**DIRECTIONS FOR THIS TASK:**
Give back all of the data exactly as it stands, with the pictures removed.

Saved entries
======

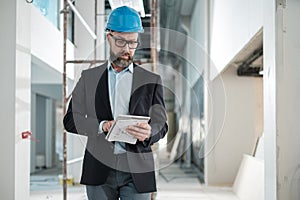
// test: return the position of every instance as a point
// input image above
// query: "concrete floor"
(173, 183)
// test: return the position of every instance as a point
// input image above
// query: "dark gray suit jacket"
(90, 105)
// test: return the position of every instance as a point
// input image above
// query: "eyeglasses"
(122, 43)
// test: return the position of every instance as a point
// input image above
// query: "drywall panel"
(249, 182)
(232, 24)
(234, 123)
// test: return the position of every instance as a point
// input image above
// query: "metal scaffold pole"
(154, 57)
(154, 28)
(65, 99)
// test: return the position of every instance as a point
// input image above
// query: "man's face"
(122, 56)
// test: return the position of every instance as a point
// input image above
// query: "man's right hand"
(107, 125)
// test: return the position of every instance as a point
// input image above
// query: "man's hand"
(107, 125)
(140, 131)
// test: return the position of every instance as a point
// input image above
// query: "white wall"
(233, 24)
(15, 101)
(235, 113)
(47, 43)
(7, 102)
(282, 69)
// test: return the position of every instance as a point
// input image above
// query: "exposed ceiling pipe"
(245, 68)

======

**RESULT OF THIS EXERCISE:**
// test: return the position of every instance as a point
// input image above
// query: "concrete floor"
(173, 183)
// test: return the position of every instance as a point
// input image above
// query: "dark gray suit jacket"
(90, 105)
// test: return the position of every instance as a point
// input image above
// query: "eyeglasses"
(122, 43)
// test: return the position of every instance as a point
// input image above
// query: "drywall panel"
(249, 182)
(232, 24)
(234, 123)
// test: return the position of every instance as a point
// input image above
// query: "metal scaffold pole"
(154, 57)
(154, 28)
(65, 99)
// test: return the position of every instance as a point
// input image above
// query: "man's face"
(122, 56)
// test: return the position of every instance as a point
// input image above
// query: "man's right hand"
(107, 125)
// test: return the position of every instance as a point
// input image above
// query: "man's hand"
(107, 125)
(140, 131)
// test: return the position of every instance as a point
// input image above
// query: "white wall"
(233, 24)
(15, 101)
(235, 113)
(47, 43)
(7, 102)
(282, 69)
// test: return the position of every instance as a point
// input image above
// query: "exposed ceiling pipe"
(245, 68)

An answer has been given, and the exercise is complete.